What you have to do
Retype each entry exactly as written, and keep the pictures out of the copy.

Dataset entries

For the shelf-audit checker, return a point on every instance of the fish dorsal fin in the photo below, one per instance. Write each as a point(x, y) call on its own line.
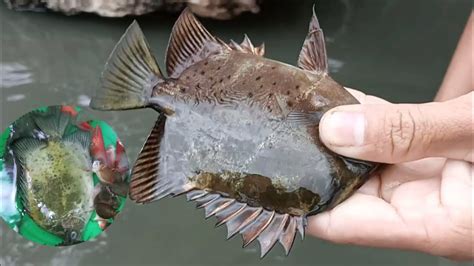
point(53, 122)
point(189, 43)
point(313, 55)
point(247, 47)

Completed task
For the shelf-audit checker, return a point on every instance of the fish dorsal fin in the photo below, one per instance. Write each as a point(x, y) call on its own line.
point(53, 122)
point(189, 43)
point(313, 55)
point(247, 47)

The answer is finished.